**TEXT TO READ**

[Start]

Lodge uses an excerpt from Arnold Bennett’s The Old Wives’ Tale (1908) to depict irony, which he describes as saying the opposite of what is meant or inviting a divergent interpretation. The passage depicts an embrace in London lodgings between Gerald Scales, a vain commercial traveler who has recently inherited a small fortune, and Sophia, the naive draper’s daughter who has eloped with him. The embrace highlights the difference between Gerald’s intent and Sophia’s naïve interpretation of them. Gerald’s thoughts run on self-congratulation, while Sophia’s run on vulnerability and attachment. When Sophia murmurs, “I’ve got no one but you now” (178), hoping to endear herself, Gerald is inwardly chilled by the reminder of responsibility. He offers a vague smile, and Sophia finds it irresistible. The narrator remarks that a less innocent woman would have read it as a sign of his unreliability—“But Sophia had to learn” (178).
Dramatic irony is a specific kind of irony that arises when readers perceive a gap between facts and a character’s understanding of them. Bennett particularly uses dramatic irony in the second paragraph of the quoted passage, when an omniscient narrator steps forward to comment explicitly on Sophia’s naiveté and predict her disillusionment. The reader is positioned as a passive but well-informed observer, clearly able to see what Sophia herself cannot.

[End]

**DATA SHOWN**
[Start]

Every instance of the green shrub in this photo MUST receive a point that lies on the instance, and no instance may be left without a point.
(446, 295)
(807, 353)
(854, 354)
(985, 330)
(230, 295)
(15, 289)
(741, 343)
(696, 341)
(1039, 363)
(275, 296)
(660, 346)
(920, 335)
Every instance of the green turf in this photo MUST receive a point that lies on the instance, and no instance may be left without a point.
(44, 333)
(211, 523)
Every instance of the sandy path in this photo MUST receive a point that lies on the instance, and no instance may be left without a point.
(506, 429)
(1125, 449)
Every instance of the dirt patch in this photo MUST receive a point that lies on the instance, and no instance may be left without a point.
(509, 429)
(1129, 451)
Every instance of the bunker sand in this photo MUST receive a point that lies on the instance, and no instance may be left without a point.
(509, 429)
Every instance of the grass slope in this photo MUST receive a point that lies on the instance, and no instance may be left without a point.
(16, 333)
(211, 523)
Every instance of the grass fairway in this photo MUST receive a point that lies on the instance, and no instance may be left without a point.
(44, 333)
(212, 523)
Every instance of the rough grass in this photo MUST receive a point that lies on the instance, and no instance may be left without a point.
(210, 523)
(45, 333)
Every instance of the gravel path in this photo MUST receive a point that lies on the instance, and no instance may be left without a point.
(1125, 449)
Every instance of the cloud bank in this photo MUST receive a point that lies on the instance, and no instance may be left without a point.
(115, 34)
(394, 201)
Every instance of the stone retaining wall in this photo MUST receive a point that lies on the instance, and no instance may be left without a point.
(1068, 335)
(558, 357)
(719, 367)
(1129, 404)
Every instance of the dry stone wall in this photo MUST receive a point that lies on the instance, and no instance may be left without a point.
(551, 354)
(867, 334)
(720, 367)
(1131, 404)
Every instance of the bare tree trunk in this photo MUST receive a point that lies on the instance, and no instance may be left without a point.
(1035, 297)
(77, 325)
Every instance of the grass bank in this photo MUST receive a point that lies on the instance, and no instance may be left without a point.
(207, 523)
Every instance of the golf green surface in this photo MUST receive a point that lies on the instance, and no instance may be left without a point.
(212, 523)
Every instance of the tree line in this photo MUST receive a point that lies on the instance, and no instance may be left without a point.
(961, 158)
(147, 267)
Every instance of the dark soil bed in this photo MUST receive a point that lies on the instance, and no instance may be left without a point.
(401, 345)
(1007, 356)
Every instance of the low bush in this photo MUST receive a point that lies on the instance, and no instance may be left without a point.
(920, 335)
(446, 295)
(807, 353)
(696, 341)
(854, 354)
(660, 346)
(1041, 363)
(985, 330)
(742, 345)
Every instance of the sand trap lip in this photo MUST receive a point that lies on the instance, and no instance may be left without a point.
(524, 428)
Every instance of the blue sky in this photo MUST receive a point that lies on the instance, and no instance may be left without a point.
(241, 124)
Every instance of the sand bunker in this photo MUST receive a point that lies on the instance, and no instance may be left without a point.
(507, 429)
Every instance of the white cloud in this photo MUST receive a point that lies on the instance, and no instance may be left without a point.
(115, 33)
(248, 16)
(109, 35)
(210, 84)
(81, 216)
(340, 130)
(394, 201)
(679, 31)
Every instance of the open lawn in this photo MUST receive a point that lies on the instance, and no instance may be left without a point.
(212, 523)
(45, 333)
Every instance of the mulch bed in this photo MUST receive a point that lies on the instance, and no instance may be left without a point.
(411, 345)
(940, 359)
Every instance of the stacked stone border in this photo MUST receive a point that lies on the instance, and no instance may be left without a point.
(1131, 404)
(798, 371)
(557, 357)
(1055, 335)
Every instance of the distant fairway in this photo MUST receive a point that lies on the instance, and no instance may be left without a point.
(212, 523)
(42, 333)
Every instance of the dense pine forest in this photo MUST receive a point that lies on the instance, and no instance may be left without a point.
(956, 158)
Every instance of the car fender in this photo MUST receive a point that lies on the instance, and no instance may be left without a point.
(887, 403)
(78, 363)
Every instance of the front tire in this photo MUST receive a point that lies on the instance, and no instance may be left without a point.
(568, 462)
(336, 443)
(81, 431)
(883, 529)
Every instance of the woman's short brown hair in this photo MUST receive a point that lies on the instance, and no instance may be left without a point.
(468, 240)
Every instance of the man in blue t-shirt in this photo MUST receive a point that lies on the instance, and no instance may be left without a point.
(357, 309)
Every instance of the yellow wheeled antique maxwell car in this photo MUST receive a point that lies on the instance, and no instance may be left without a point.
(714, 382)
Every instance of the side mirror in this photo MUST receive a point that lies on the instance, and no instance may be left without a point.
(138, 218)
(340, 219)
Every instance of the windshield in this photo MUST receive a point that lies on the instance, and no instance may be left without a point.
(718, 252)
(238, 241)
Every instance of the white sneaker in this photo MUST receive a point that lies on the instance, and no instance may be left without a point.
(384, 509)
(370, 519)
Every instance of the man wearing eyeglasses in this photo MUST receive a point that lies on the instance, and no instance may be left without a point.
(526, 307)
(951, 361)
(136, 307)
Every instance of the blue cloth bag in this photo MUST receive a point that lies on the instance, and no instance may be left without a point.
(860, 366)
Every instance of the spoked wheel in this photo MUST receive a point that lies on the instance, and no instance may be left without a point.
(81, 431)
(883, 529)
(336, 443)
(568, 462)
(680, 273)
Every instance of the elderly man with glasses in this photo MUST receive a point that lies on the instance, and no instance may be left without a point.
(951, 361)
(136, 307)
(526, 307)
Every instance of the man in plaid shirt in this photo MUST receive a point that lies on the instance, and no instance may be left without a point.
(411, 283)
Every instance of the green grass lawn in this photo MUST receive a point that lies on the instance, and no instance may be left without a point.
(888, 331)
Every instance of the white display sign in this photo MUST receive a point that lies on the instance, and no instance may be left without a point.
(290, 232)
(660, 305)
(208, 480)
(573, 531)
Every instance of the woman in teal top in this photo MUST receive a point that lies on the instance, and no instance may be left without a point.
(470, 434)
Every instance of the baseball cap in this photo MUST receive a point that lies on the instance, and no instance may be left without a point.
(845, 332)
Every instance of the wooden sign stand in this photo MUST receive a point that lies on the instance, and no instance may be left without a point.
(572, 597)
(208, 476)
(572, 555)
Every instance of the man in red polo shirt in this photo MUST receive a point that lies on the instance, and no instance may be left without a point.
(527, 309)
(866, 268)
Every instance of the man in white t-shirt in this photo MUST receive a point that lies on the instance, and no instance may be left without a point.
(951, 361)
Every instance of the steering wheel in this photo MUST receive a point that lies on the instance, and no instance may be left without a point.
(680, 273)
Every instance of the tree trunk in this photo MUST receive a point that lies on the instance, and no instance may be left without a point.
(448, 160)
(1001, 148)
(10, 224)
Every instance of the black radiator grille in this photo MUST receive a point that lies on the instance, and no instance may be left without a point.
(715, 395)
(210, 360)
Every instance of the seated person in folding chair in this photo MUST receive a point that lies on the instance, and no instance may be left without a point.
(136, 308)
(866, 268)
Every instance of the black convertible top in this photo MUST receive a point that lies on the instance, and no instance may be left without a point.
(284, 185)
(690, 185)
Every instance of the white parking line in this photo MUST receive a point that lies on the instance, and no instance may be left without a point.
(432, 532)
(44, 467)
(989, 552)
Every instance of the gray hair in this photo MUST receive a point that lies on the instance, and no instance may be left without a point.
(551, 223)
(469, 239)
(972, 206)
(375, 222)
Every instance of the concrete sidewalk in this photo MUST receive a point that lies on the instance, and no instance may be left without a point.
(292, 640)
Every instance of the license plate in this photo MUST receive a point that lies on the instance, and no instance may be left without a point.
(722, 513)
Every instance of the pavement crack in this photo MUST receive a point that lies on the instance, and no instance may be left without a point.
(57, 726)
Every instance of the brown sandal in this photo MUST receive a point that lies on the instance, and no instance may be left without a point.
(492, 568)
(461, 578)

[End]

**AIM**
In the text on irony, how does Gerald react inwardly when Sophia says she has no one but him now?

**COMPLETE OUTPUT**
He is inwardly chilled by the reminder of responsibility.